A run of records
★ ★ ★ ★ ★
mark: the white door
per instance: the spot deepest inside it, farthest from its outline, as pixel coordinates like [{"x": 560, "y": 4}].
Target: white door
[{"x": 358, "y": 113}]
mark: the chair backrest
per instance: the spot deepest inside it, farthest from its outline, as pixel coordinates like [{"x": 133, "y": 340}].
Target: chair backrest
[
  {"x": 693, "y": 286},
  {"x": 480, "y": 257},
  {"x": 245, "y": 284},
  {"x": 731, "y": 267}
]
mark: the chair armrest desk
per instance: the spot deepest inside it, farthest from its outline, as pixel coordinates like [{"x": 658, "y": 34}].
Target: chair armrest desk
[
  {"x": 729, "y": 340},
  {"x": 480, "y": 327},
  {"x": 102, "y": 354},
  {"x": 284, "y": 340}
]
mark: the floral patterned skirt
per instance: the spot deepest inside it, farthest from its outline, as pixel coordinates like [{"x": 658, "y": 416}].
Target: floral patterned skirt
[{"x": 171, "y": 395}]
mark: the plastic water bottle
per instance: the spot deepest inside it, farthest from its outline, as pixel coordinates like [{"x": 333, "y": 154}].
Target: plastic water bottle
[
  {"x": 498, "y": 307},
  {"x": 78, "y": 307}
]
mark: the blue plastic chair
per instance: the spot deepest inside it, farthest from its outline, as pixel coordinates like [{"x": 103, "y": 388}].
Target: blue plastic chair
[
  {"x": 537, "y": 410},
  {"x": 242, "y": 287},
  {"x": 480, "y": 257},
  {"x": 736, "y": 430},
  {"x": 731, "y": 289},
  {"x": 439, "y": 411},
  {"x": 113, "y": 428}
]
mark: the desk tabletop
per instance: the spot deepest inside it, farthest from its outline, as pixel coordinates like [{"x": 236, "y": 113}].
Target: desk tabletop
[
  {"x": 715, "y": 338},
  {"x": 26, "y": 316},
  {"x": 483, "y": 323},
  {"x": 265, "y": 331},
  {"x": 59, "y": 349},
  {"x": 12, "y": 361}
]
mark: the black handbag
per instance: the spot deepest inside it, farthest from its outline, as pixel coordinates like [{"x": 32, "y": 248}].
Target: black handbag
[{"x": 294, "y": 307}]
★ ★ ★ ★ ★
STATED TASK =>
Reproduce every item above verbatim, line for line.

EXERCISE RESPONSE =>
mark: the white door
per instance: the spot deepest inside it, farthest from its outline, as pixel coordinates like [{"x": 560, "y": 4}].
Target: white door
[{"x": 358, "y": 113}]
mark: the chair backrest
per instance: the spot deepest inside it, farthest from its outline, as pixel coordinates like [{"x": 133, "y": 340}].
Target: chair backrest
[
  {"x": 693, "y": 286},
  {"x": 480, "y": 257},
  {"x": 245, "y": 284},
  {"x": 731, "y": 267}
]
mark: the chair armrest desk
per instance: the spot deepest inside it, farthest from its outline, as pixel coordinates like [{"x": 658, "y": 34}].
Target: chair armrest desk
[
  {"x": 729, "y": 340},
  {"x": 480, "y": 327},
  {"x": 102, "y": 354},
  {"x": 284, "y": 340}
]
mark: the floral patterned skirt
per instance: the spot deepest inside it, farthest from its outline, as pixel coordinates like [{"x": 658, "y": 416}].
Target: floral patterned skirt
[{"x": 171, "y": 395}]
mark: the plastic water bottle
per instance: the spot deepest inside it, farthest from its outline, as pixel coordinates like [{"x": 333, "y": 154}].
Target: plastic water bottle
[
  {"x": 498, "y": 307},
  {"x": 78, "y": 307}
]
mark: the blue plastic chair
per instance: the spot deepest inside it, farthest from its outline, as pixel coordinates like [{"x": 103, "y": 388}].
Target: blue plastic chair
[
  {"x": 537, "y": 410},
  {"x": 242, "y": 287},
  {"x": 480, "y": 257},
  {"x": 736, "y": 430},
  {"x": 731, "y": 289},
  {"x": 439, "y": 411},
  {"x": 113, "y": 428}
]
mark: the desk tabletop
per instance: the spot deepest inside it, farthest from its outline, as pixel coordinates like [{"x": 236, "y": 113}].
Target: desk tabletop
[
  {"x": 715, "y": 338},
  {"x": 26, "y": 316},
  {"x": 483, "y": 323},
  {"x": 265, "y": 331},
  {"x": 59, "y": 349},
  {"x": 12, "y": 361}
]
mark: the black handbag
per instance: the spot deepest inside it, farthest from its outline, as pixel coordinates like [{"x": 32, "y": 248}].
Target: black handbag
[{"x": 294, "y": 307}]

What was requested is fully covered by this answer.